Problem details —
Could you write out the records below exactly, without omitting a line?

Recorded information —
Segment Open
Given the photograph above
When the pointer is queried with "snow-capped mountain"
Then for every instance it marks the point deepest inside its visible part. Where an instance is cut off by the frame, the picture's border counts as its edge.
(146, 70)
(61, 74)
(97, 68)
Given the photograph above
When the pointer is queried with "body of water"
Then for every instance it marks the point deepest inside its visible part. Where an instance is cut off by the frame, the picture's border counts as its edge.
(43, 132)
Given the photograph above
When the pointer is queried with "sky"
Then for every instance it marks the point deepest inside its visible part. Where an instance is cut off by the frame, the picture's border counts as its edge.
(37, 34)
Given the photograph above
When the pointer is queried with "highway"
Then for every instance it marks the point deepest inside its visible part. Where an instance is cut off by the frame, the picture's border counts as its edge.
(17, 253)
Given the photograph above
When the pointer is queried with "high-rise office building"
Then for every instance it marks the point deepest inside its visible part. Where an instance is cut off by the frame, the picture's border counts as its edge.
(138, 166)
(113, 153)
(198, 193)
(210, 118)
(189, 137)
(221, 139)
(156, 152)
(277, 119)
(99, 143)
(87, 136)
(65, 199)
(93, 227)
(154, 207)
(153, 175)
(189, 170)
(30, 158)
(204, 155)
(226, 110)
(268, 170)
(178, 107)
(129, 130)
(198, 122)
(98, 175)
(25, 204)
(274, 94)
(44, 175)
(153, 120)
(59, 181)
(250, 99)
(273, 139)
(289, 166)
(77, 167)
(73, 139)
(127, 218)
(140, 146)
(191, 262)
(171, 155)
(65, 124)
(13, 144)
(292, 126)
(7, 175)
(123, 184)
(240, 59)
Segment Closed
Response to this task —
Given the photograph above
When the pointer is queried with "snow-capped mountain"
Then for every instance it marks the point deepest inside its visible part. Where an instance is cut off by the frame, the picture's border counts as its edge.
(146, 70)
(61, 74)
(97, 68)
Given the photograph above
When the pointer is queried with "body of water"
Then for every instance it marks the point deepest inside its visible part. Where an instance is cut off by the frame, the picture's border counts as its edge.
(43, 132)
Given the photograph above
When the pointer is queried with "sky"
Then for every instance it marks the point deepest inside its visible part. Where an instance is cut off by the frame, the picture's border counts as its edge.
(37, 34)
Given the photograph above
When the pointer is queried with "highway"
Then for every instance it marks the point deepest inside its visible part. Where an instance is cut off by the frame, the picture's border counts as its edge.
(17, 253)
Given the photograph above
When the pointer is queried with "high-rise office building"
Then for every instance it marks the point deepest inside its visible part. Where an instance is cut off by the frame, the picture's border counts as its edge.
(138, 166)
(113, 153)
(198, 193)
(210, 118)
(189, 137)
(221, 139)
(156, 152)
(277, 119)
(99, 143)
(87, 136)
(65, 199)
(93, 227)
(154, 207)
(153, 175)
(189, 170)
(30, 158)
(204, 155)
(226, 110)
(268, 170)
(178, 107)
(129, 130)
(198, 122)
(98, 175)
(25, 204)
(274, 94)
(44, 175)
(153, 120)
(59, 181)
(250, 99)
(273, 139)
(289, 166)
(77, 167)
(73, 139)
(127, 218)
(140, 146)
(191, 262)
(171, 155)
(65, 124)
(13, 144)
(292, 126)
(7, 175)
(123, 184)
(240, 59)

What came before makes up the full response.